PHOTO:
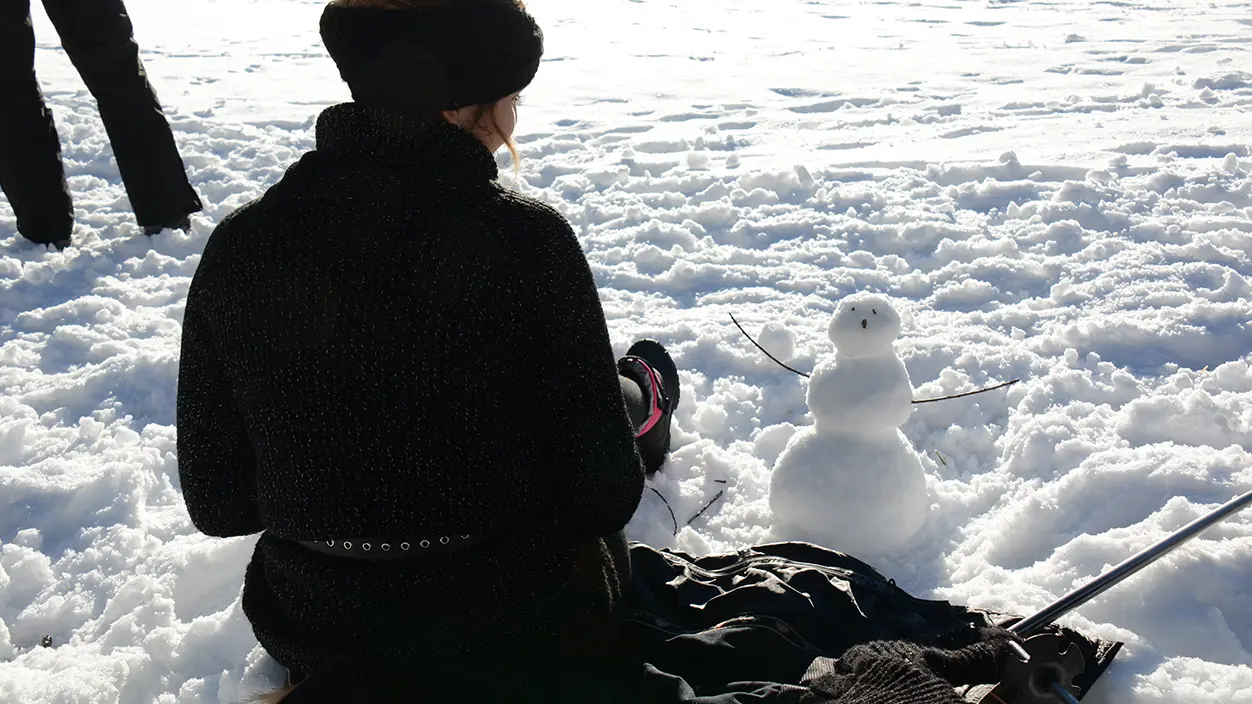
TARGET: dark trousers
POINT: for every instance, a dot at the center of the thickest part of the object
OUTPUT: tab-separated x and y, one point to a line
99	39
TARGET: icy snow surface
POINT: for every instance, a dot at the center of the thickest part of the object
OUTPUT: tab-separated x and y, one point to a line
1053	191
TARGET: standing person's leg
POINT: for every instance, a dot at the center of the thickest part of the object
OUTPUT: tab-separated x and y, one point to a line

----

## Aim of the task:
The line containing "TARGET: icy snow surface" marks the end: retype every line from the first one in the listing up to and including it, without pictures.

## Final answer:
PHOTO:
TARGET: dark trousers
POINT: for every instance, a dot at the center of the thickest part of the object
OUTPUT: tab-separated x and y, one point to a line
99	39
TARGET: icy snow surface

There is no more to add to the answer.